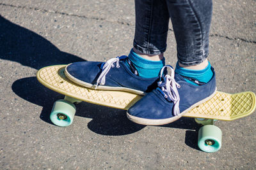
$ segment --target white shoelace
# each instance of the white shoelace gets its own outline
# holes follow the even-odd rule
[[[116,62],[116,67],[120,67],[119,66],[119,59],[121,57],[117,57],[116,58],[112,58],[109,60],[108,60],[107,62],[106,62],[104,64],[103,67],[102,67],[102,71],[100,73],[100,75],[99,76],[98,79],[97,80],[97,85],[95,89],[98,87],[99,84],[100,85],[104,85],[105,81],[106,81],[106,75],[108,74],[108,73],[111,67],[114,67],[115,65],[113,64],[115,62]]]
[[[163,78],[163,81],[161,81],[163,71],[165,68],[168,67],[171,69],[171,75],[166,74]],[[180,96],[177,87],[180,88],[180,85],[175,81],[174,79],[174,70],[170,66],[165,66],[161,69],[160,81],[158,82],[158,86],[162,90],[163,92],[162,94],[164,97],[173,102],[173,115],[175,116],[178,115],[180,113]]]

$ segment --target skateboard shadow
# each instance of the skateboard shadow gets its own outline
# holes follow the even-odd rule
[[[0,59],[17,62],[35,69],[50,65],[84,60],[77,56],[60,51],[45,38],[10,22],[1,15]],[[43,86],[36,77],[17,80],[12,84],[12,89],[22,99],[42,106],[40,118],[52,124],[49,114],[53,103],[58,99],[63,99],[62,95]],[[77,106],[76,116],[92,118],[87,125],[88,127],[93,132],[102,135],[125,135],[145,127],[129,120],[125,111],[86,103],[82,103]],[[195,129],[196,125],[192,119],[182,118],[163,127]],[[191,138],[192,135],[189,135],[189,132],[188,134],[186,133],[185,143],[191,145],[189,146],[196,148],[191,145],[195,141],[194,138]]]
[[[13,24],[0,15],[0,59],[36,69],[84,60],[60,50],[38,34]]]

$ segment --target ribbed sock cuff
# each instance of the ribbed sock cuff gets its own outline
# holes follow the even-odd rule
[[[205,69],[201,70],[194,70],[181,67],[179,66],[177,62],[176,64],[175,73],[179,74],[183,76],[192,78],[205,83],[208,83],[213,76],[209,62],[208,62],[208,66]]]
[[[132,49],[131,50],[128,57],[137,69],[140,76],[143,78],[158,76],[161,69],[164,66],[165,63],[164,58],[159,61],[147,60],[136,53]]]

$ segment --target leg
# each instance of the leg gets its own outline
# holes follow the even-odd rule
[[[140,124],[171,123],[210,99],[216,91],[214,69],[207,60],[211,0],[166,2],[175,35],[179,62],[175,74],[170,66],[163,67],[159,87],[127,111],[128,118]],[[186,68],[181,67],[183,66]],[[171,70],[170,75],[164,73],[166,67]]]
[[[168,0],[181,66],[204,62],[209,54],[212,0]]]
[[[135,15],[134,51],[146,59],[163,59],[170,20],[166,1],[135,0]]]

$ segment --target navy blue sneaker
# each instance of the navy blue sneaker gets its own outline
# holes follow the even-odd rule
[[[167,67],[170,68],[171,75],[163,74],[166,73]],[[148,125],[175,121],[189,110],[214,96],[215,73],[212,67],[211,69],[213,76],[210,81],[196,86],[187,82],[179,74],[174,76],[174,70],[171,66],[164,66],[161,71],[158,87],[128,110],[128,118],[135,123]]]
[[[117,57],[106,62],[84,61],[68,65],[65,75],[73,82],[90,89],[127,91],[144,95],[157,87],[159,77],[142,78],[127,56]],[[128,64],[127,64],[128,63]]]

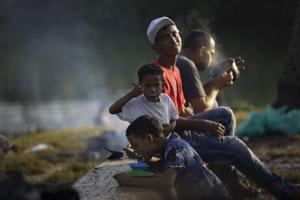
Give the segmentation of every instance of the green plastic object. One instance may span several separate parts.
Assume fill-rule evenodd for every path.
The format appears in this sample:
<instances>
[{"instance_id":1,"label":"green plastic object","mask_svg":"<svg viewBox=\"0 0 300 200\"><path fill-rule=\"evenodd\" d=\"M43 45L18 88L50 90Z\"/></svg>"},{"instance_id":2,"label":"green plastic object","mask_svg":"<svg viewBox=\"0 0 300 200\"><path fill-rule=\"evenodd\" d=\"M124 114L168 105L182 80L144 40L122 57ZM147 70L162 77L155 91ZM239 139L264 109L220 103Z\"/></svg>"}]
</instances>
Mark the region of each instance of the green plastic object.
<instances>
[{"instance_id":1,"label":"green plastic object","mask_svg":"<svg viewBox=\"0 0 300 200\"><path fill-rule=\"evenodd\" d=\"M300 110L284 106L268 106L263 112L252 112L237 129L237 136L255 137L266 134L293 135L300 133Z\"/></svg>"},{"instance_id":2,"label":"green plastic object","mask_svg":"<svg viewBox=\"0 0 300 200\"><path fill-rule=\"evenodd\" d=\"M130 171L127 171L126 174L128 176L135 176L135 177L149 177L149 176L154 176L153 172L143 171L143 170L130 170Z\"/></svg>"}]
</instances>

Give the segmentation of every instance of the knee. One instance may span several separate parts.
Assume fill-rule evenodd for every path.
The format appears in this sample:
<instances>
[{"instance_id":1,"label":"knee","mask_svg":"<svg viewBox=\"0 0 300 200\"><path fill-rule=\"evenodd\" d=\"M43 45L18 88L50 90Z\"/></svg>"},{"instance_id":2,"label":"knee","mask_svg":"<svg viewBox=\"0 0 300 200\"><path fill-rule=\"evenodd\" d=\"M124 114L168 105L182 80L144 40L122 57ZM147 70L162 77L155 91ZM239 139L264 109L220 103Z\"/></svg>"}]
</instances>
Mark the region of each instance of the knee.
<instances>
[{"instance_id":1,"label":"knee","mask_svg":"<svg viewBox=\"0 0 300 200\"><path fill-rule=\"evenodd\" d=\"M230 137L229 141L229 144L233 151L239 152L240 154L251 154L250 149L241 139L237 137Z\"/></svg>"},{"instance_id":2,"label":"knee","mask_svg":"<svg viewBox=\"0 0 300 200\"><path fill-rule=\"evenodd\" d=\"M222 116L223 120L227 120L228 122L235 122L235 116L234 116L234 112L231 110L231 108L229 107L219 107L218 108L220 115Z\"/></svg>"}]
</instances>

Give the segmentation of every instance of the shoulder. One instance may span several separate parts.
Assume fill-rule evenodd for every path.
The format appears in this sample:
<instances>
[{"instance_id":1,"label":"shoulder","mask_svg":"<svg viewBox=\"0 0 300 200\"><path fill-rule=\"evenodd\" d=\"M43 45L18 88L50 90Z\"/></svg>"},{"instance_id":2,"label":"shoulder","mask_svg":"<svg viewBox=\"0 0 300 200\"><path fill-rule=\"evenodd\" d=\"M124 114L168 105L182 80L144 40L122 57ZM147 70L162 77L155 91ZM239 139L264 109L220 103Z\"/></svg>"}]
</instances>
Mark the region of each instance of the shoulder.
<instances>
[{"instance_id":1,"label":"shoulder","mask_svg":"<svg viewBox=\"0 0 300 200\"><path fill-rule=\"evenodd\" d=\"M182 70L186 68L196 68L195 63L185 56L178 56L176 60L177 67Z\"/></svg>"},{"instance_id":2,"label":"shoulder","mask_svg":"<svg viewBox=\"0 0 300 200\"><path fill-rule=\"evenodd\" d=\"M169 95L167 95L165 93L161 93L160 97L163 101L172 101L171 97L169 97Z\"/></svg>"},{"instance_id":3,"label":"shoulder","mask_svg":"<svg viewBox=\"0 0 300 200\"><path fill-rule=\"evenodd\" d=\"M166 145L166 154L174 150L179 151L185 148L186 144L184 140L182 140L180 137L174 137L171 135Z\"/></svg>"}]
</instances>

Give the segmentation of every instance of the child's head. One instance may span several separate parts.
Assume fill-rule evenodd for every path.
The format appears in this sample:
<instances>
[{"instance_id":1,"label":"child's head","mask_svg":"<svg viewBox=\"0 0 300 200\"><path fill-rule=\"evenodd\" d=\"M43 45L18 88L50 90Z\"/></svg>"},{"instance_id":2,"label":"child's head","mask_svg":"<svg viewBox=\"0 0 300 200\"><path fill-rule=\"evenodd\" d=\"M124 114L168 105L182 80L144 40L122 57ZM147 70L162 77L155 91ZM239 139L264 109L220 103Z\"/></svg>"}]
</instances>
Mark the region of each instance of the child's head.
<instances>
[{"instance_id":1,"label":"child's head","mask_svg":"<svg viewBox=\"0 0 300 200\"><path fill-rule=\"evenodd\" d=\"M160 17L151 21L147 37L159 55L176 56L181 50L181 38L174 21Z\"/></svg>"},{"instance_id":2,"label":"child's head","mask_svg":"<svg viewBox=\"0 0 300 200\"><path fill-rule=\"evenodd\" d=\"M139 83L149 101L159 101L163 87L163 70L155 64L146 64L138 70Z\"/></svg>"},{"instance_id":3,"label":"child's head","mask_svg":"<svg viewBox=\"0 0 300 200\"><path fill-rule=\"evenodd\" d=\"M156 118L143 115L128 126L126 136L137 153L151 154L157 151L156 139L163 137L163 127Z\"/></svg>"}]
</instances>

▸ **Exercise objective**:
Keep only the lines of the records that contain the string "target"; case counts.

▸ **Solution**:
$ segment --target white shoelace
$ segment --target skateboard shadow
$ segment --target ribbed sock cuff
$ segment --target leg
$ segment --target navy blue sneaker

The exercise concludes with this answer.